* begin Listed records *

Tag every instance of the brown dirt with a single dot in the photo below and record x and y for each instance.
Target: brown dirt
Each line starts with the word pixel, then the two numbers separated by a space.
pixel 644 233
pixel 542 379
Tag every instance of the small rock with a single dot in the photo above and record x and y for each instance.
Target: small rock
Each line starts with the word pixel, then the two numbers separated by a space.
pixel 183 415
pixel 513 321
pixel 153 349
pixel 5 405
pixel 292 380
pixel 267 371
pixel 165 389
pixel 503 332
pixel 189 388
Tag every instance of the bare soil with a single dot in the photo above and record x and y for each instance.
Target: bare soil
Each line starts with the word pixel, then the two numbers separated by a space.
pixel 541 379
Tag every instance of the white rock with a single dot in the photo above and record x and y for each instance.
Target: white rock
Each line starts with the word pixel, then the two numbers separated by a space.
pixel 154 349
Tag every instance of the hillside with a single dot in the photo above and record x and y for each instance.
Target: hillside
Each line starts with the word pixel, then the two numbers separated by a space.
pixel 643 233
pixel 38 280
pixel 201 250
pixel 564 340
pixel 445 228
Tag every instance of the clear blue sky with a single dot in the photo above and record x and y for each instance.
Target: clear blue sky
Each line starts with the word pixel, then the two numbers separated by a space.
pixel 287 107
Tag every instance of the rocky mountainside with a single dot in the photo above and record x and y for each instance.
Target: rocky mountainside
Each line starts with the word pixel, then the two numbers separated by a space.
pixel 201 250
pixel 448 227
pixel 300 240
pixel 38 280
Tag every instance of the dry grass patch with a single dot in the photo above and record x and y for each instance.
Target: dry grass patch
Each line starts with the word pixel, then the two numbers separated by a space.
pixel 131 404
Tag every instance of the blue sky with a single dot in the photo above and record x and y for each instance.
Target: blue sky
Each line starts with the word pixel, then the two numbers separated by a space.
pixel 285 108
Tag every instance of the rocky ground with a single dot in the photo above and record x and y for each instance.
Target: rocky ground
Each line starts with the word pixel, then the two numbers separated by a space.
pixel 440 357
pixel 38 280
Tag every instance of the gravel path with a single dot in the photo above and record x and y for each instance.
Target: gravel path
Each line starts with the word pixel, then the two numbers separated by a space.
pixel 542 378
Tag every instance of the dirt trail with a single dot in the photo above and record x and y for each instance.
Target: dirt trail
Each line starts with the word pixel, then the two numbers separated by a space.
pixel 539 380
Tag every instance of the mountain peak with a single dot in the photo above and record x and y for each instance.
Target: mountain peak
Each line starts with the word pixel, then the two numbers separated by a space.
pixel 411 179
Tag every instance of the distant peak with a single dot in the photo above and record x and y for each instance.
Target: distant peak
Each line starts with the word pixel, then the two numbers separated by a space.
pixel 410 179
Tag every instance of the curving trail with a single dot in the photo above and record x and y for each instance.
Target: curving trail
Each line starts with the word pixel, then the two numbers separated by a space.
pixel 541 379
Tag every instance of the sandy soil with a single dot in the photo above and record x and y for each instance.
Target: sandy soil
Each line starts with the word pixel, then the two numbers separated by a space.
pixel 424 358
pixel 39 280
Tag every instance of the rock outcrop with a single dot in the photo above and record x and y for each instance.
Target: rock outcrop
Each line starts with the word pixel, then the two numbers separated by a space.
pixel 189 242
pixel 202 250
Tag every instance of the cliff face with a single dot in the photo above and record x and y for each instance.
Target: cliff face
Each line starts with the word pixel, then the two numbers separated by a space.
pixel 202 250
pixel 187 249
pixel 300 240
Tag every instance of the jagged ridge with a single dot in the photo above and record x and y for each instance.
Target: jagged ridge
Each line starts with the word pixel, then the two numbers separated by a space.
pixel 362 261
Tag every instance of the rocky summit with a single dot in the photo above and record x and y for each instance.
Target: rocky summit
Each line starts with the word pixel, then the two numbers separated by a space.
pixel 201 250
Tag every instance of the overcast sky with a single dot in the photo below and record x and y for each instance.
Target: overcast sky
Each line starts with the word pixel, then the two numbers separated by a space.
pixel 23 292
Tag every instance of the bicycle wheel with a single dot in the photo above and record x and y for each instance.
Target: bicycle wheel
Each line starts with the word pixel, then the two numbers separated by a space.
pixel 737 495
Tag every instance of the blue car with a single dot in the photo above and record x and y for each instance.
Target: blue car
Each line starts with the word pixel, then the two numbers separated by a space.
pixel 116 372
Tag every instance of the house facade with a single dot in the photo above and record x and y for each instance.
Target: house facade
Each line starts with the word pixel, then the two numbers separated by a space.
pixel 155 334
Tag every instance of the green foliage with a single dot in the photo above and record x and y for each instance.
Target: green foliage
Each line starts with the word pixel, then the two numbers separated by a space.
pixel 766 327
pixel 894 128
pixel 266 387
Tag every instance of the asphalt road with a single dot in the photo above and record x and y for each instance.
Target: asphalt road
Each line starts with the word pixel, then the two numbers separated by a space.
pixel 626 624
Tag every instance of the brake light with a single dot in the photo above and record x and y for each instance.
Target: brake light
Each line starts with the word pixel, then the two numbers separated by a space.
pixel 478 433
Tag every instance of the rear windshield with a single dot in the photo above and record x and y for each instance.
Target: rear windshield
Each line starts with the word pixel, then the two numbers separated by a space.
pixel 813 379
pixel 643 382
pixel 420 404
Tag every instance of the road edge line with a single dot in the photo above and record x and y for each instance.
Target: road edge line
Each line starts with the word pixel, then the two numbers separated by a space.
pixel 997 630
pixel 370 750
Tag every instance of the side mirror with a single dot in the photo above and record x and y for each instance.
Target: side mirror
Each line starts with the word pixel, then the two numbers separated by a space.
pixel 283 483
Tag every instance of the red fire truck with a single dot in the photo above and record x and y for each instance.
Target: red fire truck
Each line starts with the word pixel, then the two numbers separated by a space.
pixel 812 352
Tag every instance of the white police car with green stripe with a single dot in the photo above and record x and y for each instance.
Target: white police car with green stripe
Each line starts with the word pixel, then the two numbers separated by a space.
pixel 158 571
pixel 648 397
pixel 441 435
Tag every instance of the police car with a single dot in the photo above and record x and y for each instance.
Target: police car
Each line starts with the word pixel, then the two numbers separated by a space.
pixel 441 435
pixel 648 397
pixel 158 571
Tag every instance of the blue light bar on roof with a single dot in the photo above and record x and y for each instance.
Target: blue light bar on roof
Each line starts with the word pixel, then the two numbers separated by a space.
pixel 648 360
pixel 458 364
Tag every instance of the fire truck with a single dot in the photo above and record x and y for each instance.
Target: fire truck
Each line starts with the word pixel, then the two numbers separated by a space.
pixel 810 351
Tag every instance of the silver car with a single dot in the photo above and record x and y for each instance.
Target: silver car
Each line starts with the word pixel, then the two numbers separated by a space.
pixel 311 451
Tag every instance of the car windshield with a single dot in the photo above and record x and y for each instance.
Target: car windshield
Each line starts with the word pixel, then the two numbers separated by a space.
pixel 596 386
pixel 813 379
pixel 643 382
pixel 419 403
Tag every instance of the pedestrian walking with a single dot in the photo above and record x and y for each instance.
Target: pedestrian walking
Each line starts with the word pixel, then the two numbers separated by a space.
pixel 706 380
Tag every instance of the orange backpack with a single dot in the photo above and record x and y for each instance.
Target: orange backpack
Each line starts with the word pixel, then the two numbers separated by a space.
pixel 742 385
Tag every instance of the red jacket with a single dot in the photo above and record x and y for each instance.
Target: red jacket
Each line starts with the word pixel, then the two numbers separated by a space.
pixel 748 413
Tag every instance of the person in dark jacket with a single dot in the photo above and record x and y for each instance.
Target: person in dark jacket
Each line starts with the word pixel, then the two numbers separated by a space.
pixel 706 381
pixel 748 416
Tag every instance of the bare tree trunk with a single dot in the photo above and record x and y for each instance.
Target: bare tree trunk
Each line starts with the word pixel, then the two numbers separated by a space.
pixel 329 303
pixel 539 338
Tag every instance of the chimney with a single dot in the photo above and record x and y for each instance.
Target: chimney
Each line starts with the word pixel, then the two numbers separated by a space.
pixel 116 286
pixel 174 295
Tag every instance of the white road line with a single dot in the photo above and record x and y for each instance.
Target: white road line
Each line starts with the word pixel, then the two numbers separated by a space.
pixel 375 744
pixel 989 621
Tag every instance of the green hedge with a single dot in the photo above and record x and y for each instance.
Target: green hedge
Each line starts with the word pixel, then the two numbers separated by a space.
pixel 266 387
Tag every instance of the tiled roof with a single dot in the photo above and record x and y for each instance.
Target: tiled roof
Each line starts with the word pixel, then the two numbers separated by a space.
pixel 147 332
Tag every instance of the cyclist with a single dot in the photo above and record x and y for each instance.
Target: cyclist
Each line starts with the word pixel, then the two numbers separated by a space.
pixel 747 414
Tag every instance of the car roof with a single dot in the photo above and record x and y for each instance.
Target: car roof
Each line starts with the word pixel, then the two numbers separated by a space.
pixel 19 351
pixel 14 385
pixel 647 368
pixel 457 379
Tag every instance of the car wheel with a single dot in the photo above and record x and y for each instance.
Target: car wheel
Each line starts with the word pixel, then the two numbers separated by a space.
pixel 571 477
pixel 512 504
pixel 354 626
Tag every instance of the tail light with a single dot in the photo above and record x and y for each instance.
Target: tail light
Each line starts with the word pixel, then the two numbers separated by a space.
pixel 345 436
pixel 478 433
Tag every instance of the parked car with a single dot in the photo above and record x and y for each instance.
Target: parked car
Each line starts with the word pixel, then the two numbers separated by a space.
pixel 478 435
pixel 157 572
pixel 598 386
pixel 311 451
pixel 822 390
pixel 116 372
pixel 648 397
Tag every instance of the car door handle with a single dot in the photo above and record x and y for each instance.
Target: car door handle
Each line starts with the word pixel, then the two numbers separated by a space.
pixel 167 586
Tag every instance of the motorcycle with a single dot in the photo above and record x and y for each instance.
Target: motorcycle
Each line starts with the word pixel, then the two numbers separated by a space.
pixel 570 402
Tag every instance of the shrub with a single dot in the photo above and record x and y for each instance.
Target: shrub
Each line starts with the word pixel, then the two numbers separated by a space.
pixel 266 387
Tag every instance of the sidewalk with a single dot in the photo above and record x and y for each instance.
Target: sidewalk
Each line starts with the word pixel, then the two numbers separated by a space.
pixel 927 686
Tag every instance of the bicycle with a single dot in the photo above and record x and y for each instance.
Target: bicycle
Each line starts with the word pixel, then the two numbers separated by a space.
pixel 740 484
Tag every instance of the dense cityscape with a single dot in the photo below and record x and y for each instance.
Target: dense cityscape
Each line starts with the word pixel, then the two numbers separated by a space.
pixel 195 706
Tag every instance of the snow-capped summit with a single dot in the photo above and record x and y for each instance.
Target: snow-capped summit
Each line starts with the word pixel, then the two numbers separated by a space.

* end Listed records *

### Task details
Copy word for word the lines of the data above, from the line with "Tag every instance of the silver" to the line with "pixel 706 380", including both of those lines.

### Written solution
Tag every instance of the silver car with a single dot in the photo above and record x and y for each instance.
Target: silver car
Each line starts with the word pixel, then the two numbers separated by a space.
pixel 311 451
Tag every instance of the car windshield with a single dot in the photo above and record x and y for each instance.
Target: car windshield
Each line starts with the word pixel, then the two numbers separated by a space.
pixel 596 386
pixel 813 379
pixel 643 382
pixel 419 403
Tag every instance of the pedestrian walking with a single dot in the photo above and record x and y for each instance.
Target: pedestrian walking
Each line starts with the word pixel, then the two numbers separated by a space.
pixel 706 380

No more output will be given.